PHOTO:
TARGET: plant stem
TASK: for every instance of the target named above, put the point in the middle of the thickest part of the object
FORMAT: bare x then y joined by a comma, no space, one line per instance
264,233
---
Copy the lines above character for character, without changing anything.

Task output -
PHOTO:
TARGET: plant stem
TASK: for every instance of the target named above, put the point in the middle of the thickest part of the object
FORMAT: bare x then y joined by a comma, no space, one line per instance
264,233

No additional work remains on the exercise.